Required action
Each line of the data must reappear exactly in your answer, with no images included.

Provided data
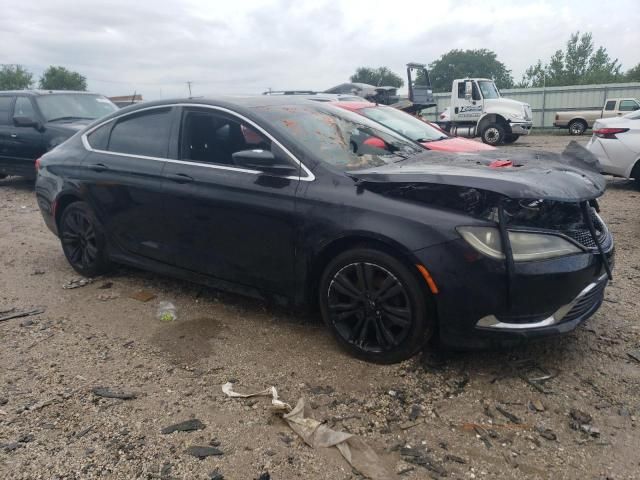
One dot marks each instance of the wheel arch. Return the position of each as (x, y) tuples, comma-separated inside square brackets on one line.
[(331, 249), (62, 202), (490, 118)]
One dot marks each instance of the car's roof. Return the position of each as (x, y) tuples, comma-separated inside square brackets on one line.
[(353, 106), (44, 92)]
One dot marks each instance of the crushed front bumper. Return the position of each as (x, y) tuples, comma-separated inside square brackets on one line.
[(521, 128)]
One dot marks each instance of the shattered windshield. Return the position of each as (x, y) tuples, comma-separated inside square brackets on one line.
[(403, 123), (70, 106), (489, 89), (343, 139)]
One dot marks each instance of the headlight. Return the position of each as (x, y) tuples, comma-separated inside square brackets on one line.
[(526, 246)]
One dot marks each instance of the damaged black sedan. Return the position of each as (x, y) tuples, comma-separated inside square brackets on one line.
[(303, 203)]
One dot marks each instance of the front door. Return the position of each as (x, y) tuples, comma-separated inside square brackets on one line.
[(225, 221)]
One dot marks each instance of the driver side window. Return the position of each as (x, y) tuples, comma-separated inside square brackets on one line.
[(210, 137)]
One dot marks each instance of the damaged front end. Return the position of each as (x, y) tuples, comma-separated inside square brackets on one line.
[(539, 223)]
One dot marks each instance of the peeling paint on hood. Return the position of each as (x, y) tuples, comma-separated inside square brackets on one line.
[(572, 176)]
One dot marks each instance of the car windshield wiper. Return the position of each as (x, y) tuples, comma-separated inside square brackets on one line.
[(69, 118), (427, 140)]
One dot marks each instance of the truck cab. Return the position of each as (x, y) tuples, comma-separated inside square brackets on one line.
[(478, 109)]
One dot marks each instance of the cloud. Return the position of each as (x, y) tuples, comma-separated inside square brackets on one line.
[(248, 46)]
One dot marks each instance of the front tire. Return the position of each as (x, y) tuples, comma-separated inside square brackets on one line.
[(493, 134), (577, 127), (375, 306), (83, 240)]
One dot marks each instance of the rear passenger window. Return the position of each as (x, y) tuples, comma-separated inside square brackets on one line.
[(99, 138), (209, 137), (628, 106), (146, 134), (5, 106)]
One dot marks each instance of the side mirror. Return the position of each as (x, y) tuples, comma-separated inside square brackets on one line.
[(264, 161), (468, 89), (26, 122)]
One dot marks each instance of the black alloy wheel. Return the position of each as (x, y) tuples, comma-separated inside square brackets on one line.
[(493, 134), (375, 306), (83, 240)]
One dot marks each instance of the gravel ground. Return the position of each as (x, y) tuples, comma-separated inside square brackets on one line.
[(459, 415)]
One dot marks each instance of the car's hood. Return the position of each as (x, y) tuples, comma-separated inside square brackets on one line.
[(572, 176), (71, 125), (457, 144)]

Solution to this task
One dot marks each instance of the wheel arch. Return the position of each as (x, y) tuples, comma-separated inside square brackets on one line.
[(331, 249), (62, 202), (490, 118)]
One dot marks each instance of the car's roof. Return the position of each as (x, y) tuples, comma-separated inside square brackets on one line.
[(353, 106), (44, 92)]
One dot marks each instance of the crushed front bumper. Return the position of each as (x, y) tuples, comma-separated inside square brackets on one line.
[(521, 128)]
One dot marks each instance of the shattered windshield. Return the position of each as (x, y) tuples, comma-separated inside square brackets on one line.
[(403, 123), (70, 106), (489, 89), (343, 139)]
One dot marks each instance of the headlight. Return the position of each as (x, y) tuples, comma-separated inside square brackets on one line.
[(526, 246)]
One dot marks each instance of the damaged black sedan. Return the position of each as (x, y) tuples, comma-separated inside square brackets on one line.
[(303, 203)]
One dot marks each instance of the front door. Return the position of each as (x, y) tuples, comma-separated inside square brackets on one line.
[(225, 221)]
One dot marks each instance of the driver side window. Return the position of each as (x, y) tuples, comma-separated inside square brackets on one line.
[(210, 137)]
One dot marks each instance of the damaged front end. Return the position of each as (x, y) tuples, comma-separated inside square brackets on one line.
[(539, 223)]
One dot marks each instance of the peeling paint on hood. Return the position of each as (x, y) tuples, comma-separated inside square brackets on one line.
[(572, 176)]
One dot marks each instance of the car windshield wiper. Return the position of each as (x, y) tuples, comma-separated inside square brackets on one line.
[(69, 118), (427, 140)]
One dot marks each instance of the truck cab. Return the position of each as (x, y) tuples, comma-separated inside square brackets on one line.
[(478, 109)]
One dot marks each instance of the cloud. Return the position of each as (x, y) tuples, comma-separated inside square brackets on one line.
[(248, 46)]
One dot marks each instance of the front tire. Return the position of each as (x, y) tuples, comma-separated inside square brackets on one line.
[(493, 134), (577, 127), (375, 306), (83, 240)]
One dot marks each instance of the rear passenger window. Return the position of each as (x, y) tuples, comma-separated inside square brackets on one line.
[(99, 138), (209, 137), (628, 106), (146, 134), (5, 106)]
One dot marks each instance of the side mirror. Return the position of each as (x, y) tuples, comma-separated inside square brackets on one line.
[(264, 161), (468, 89), (26, 122)]
One dot marks each instance of the black alloy wheel. Return the position of each as (x, y) tuples, comma-separated inside square brackets on one line.
[(493, 134), (375, 306), (83, 240)]
One dot marks each instance of the gravel ground. Return the position of each as (x, y) tuples, comma-separated inside square brackets on one line.
[(459, 415)]
One dot marks each instance of the car's hood. Return the position of each as (x, y) tuples, comma-separated inside square brackets on one line.
[(572, 176), (71, 125), (457, 144)]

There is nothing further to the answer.